**Entries provided:**
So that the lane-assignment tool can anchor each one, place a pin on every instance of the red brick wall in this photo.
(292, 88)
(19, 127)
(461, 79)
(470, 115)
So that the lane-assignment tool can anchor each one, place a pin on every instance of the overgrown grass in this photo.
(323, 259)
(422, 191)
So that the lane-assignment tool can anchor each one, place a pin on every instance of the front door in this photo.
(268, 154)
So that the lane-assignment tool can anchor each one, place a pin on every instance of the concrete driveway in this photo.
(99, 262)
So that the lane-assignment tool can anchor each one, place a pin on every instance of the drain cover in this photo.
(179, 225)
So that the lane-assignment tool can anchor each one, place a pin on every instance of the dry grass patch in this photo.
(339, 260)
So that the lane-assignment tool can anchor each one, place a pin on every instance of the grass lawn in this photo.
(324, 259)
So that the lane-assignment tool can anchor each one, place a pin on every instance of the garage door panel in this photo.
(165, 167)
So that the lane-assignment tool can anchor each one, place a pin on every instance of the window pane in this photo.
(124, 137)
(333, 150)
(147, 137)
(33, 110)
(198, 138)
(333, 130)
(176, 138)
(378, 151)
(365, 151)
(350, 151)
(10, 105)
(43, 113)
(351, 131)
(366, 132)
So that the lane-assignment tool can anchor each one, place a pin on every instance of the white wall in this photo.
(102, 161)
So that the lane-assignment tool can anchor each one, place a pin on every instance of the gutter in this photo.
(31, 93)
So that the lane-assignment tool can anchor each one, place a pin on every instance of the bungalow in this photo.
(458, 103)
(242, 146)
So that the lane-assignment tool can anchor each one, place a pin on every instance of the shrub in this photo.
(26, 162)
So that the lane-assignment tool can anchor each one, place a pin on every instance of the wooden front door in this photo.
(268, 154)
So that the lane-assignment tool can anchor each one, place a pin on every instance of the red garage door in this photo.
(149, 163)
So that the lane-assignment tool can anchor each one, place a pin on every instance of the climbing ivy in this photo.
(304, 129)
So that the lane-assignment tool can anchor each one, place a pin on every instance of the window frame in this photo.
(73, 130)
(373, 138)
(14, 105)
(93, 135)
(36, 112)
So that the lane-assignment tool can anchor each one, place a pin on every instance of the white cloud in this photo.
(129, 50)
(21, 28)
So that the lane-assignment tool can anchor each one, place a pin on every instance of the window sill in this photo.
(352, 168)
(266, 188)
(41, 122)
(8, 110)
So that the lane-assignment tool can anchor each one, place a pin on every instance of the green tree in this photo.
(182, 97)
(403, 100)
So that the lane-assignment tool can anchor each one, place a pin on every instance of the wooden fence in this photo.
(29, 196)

* * *

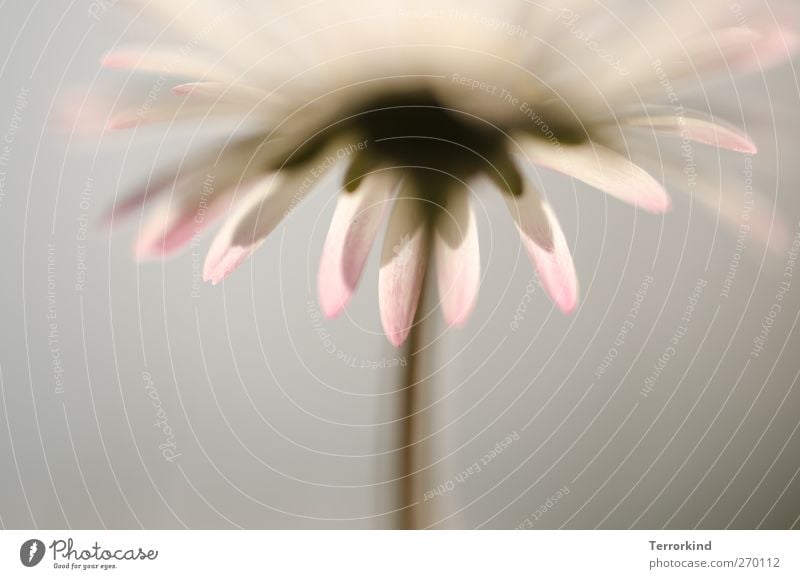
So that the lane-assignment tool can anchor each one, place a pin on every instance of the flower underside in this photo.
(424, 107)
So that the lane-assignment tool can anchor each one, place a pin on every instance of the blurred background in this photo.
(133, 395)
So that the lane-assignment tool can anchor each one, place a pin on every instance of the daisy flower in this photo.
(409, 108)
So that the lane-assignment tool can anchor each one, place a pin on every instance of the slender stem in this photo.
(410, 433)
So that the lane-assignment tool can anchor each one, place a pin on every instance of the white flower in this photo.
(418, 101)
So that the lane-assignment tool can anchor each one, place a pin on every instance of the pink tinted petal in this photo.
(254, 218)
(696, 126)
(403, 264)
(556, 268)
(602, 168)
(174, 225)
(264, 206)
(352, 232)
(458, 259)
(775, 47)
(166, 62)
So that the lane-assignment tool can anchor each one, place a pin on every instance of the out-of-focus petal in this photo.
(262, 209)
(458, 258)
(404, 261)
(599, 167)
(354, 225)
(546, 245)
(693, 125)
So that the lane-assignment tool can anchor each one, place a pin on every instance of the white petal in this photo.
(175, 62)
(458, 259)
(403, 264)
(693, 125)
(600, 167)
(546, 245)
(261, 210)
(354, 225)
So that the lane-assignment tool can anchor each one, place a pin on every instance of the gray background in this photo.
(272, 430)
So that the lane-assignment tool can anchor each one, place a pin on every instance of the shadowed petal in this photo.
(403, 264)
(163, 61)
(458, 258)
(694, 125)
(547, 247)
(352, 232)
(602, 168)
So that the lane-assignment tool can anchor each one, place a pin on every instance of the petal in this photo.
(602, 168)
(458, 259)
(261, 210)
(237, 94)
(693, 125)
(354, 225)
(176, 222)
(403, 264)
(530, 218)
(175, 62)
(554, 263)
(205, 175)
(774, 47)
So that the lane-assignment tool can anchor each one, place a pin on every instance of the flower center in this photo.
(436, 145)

**What the exercise asks:** Locate every line of the data above that holds the word "white", and copy each one in full.

**Answer in full:**
So that the lane-assignment tool can anchor each one, place a pin on every instance of the white wall in this photo.
So that the lane-assignment tool can anchor each one, place a pin on every instance of the white cloud in this photo.
So that the lane-assignment tool can anchor each one, place a pin on every instance of the white flower in this photo.
So that the lane-assignment tool can anchor each one, place a pin on every instance of the white petal in this photo.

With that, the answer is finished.